TASK TO COMPLETE → Copy the records below verbatim, from the line containing "Where can you find the green grass" through the line containing "point(185, 190)", with both of those lines included.

ITEMS →
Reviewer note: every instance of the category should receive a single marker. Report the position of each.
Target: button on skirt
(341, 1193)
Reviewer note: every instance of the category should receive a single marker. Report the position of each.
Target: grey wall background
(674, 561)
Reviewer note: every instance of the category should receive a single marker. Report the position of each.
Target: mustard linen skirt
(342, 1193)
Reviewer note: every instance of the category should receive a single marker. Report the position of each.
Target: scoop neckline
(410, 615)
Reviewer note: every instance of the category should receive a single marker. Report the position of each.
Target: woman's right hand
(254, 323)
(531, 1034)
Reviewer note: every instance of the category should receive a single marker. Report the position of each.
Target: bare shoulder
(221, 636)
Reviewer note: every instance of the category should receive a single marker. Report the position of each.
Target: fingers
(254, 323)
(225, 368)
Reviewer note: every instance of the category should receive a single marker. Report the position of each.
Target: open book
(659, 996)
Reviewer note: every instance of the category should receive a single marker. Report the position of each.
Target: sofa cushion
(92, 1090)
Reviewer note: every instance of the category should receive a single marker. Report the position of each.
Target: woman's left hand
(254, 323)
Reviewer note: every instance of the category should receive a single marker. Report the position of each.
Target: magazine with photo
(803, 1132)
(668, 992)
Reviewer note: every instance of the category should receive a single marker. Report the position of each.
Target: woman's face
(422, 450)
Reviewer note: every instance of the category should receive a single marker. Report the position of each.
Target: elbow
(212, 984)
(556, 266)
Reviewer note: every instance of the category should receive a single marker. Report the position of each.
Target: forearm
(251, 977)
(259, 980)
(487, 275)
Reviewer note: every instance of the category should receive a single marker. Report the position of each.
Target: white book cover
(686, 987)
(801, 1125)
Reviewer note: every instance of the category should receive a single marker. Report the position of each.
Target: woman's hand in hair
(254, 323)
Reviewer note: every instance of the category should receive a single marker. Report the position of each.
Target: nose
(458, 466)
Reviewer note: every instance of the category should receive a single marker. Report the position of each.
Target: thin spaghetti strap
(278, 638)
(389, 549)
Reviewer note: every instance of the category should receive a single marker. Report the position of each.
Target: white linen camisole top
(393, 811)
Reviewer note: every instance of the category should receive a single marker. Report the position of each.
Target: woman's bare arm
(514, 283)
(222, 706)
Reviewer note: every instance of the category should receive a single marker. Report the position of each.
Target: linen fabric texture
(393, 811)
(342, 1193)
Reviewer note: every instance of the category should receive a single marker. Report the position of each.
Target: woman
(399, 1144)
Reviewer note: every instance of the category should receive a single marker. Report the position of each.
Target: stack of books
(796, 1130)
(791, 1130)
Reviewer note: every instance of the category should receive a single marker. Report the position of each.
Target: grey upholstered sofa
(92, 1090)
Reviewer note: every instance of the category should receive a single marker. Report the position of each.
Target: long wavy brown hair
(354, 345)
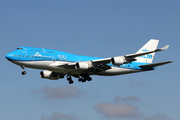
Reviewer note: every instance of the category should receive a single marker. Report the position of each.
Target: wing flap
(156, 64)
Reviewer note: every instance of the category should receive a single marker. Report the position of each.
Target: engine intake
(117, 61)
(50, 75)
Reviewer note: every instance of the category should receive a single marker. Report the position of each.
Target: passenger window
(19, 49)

...

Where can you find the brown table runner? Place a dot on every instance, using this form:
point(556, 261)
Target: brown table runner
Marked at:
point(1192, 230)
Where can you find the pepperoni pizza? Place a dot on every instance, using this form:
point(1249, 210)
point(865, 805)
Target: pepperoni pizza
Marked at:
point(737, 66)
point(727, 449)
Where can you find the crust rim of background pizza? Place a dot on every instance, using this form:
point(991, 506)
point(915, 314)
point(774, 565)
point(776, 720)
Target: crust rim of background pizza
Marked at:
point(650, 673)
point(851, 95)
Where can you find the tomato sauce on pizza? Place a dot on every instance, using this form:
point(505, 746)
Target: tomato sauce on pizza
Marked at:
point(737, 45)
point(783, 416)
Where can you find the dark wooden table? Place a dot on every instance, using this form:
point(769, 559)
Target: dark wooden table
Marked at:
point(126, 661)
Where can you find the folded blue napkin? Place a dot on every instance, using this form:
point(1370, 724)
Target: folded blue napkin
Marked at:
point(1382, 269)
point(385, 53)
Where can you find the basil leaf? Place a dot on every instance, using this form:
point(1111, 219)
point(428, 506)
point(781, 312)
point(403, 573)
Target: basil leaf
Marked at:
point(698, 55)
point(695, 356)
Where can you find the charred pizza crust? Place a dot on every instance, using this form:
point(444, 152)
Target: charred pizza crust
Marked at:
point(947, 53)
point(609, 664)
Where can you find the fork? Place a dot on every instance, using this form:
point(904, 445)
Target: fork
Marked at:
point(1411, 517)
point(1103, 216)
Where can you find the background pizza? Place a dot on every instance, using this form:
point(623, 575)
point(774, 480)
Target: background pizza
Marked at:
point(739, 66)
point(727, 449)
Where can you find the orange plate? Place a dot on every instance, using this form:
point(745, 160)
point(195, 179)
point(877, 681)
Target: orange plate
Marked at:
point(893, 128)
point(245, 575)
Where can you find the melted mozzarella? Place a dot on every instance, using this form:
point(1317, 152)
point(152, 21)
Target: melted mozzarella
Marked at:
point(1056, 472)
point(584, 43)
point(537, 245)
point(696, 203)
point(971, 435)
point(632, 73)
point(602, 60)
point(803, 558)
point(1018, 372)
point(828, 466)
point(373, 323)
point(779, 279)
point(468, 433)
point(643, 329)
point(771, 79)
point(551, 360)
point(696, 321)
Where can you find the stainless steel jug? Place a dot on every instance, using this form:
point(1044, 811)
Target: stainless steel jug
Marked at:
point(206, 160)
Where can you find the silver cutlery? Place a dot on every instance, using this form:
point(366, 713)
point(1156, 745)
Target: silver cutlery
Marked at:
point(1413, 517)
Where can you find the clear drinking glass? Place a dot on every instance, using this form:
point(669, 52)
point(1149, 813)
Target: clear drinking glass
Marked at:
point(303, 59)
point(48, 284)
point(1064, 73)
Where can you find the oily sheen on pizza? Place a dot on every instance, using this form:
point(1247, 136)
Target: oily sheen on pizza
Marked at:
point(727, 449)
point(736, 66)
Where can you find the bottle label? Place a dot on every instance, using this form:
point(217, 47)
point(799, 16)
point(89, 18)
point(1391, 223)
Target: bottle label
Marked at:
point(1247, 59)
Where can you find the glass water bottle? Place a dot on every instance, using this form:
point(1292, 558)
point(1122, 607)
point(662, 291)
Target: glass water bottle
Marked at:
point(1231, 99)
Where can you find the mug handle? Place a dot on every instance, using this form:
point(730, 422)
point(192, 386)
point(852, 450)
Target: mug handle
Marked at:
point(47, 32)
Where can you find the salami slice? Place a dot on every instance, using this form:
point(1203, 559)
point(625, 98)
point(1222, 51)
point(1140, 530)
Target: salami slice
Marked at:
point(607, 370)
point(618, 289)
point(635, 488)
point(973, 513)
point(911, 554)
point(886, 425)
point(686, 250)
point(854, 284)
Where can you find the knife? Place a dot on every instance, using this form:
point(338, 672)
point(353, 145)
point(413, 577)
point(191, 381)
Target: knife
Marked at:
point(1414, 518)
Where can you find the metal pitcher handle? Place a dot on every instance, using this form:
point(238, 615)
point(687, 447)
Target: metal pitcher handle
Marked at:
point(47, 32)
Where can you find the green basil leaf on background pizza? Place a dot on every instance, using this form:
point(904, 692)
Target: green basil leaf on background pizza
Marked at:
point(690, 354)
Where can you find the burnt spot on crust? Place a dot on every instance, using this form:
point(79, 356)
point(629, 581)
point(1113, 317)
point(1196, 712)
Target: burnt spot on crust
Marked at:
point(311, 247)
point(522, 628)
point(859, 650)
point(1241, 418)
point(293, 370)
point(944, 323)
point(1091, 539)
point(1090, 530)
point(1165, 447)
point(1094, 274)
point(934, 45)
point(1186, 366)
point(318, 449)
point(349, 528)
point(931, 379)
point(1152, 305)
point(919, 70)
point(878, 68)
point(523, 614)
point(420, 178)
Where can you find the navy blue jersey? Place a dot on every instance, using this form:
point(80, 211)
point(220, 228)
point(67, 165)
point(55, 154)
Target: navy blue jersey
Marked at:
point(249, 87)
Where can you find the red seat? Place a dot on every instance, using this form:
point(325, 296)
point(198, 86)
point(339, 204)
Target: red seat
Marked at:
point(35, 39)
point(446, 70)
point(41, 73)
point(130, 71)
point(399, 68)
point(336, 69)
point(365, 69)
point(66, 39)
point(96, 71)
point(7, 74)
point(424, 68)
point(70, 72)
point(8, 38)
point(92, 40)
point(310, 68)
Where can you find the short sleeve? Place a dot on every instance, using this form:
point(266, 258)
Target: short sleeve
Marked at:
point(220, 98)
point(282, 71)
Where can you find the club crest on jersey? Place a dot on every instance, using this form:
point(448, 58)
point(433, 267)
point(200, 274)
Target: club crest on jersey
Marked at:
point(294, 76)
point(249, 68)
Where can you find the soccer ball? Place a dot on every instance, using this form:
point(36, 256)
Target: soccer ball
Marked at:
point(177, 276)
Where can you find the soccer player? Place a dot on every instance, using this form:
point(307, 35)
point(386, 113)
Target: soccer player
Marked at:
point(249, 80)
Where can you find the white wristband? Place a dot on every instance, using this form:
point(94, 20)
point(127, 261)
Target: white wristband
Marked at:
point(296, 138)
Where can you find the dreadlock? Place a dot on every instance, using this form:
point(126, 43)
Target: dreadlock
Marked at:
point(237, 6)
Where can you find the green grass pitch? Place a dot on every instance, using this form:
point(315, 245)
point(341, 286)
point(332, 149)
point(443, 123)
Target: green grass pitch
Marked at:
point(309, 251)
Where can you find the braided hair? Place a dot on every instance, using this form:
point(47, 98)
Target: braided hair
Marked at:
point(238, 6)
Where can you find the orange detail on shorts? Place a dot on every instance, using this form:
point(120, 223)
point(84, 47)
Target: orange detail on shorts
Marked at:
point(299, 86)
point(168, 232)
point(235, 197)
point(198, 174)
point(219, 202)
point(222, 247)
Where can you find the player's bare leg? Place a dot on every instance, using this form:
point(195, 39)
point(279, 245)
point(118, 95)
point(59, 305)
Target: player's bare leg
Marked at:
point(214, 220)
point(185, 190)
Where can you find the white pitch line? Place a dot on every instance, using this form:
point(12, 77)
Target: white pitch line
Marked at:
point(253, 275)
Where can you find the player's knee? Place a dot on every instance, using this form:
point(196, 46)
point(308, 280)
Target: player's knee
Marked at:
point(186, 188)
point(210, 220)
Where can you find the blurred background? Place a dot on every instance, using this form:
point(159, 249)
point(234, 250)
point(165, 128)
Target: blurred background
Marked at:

THE RESPONSE →
Where can you find the green grass pitch? Place a dot on every instance, using this form:
point(315, 245)
point(341, 286)
point(332, 149)
point(443, 123)
Target: green grass pitch
Marked at:
point(309, 251)
Where can you find the braided hair? Place a dot on every instance, using this form:
point(47, 98)
Target: braided hair
Marked at:
point(238, 6)
Where can you find the orange detail on shorts? Place a dot on every instance, using this form:
point(120, 223)
point(84, 47)
Target: orange detail on shorts
Marked at:
point(299, 86)
point(168, 232)
point(235, 197)
point(198, 174)
point(219, 202)
point(222, 247)
Where can you find the player's bare leg? Place a dot on every instance, using this form:
point(195, 39)
point(279, 245)
point(118, 95)
point(59, 305)
Target: player's bare leg
Marked at:
point(214, 220)
point(185, 190)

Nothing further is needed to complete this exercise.